* [What is required]:
Transcribe every line of the listing below without any deviation.

((

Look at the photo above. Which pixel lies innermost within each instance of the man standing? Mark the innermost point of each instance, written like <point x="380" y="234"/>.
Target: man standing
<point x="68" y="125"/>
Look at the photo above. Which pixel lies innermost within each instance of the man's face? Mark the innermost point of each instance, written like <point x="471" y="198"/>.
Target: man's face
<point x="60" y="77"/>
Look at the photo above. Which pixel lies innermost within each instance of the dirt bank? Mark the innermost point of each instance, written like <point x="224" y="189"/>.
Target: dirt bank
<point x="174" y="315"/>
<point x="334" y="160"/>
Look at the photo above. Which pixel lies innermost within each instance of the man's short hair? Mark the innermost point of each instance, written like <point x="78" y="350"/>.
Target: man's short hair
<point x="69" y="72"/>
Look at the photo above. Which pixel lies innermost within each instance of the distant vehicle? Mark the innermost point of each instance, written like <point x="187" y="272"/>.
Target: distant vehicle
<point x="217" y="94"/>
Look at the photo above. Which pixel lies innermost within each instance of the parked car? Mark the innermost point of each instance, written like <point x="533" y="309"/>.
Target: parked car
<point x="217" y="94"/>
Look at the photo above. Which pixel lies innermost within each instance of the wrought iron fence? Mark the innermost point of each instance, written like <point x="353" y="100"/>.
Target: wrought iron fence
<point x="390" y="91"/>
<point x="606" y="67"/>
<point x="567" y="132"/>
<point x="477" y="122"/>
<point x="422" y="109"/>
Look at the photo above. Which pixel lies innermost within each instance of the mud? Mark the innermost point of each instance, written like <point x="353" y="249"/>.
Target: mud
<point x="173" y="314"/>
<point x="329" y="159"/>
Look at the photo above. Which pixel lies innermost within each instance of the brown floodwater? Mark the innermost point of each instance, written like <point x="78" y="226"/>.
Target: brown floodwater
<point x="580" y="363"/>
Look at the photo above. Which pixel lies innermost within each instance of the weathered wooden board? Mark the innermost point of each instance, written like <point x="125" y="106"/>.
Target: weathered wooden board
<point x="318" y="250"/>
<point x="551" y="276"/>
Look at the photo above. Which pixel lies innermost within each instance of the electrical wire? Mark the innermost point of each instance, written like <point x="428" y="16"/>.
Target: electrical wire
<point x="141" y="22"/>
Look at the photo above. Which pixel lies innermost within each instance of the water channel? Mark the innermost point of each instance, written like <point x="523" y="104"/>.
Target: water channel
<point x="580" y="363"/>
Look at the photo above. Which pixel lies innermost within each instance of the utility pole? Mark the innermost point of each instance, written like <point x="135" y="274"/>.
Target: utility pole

))

* [Written response]:
Look at the photo above. Which pixel lies innermost within each instance of the man standing? Mark the innermost point of each instance, written like <point x="380" y="234"/>.
Target: man standing
<point x="68" y="125"/>
Look at the photo above. Which pixel lies innermost within each instance of the man's face? Mark the innermost point of each instance, written like <point x="471" y="198"/>.
Target: man's face
<point x="60" y="77"/>
Look at the photo above. Which pixel lies innermost within each instance of the dirt bank? Mark the innermost point of each instance, written like <point x="224" y="189"/>.
Target: dirt bank
<point x="174" y="315"/>
<point x="334" y="160"/>
Look at the photo above. Which pixel lies innermost within each instance of the man's short hair? Mark the innermost point of each instance, written like <point x="78" y="350"/>.
Target: man's short hair
<point x="69" y="72"/>
Look at the photo above. Which pixel lies innermost within each instance of the distant vehicle? Mark the innermost point of each instance, written like <point x="187" y="272"/>.
Target: distant vehicle
<point x="217" y="94"/>
Look at the photo above. Which pixel lies innermost within each instance of the parked car? Mark the innermost point of each instance, written like <point x="533" y="309"/>.
Target: parked car
<point x="217" y="94"/>
Look at the photo above. Which pixel lies innermost within each instance of the wrought iron fence? Mark the innermost point of each instance, written like <point x="353" y="100"/>.
Target: wrought iron fence
<point x="390" y="91"/>
<point x="606" y="67"/>
<point x="567" y="132"/>
<point x="477" y="122"/>
<point x="422" y="109"/>
Look at the photo above. Which pixel lies innermost within each instance of the mud? Mark the innermost point of each instance, written like <point x="353" y="249"/>.
Target: mud
<point x="173" y="314"/>
<point x="329" y="159"/>
Look at the photo above. Which pixel lies innermost within each instance of the brown floodwater? Mark the innermost point of each instance, written like <point x="78" y="226"/>.
Target: brown floodwater
<point x="580" y="363"/>
Look at the photo above. Which pixel lies innermost within each instance of the weathered wooden board? Mark the innermost point of each instance, written like <point x="125" y="106"/>.
Target: weathered wooden board
<point x="318" y="250"/>
<point x="551" y="276"/>
Look at the photo above. Which pixel lies innermost within each instance of the electrical wire? Mark the innermost point of each instance, written like <point x="428" y="16"/>.
Target: electrical wire
<point x="141" y="22"/>
Look at the photo above. Which pixel lies innermost within each instance of the water channel? Mark the innermost point of each instance, written like <point x="523" y="104"/>.
Target: water channel
<point x="580" y="363"/>
Look at the photo above. Which pixel lies innermost within each instance of the utility pole? Mark the innermost point of each instance, written like <point x="135" y="274"/>.
Target: utility pole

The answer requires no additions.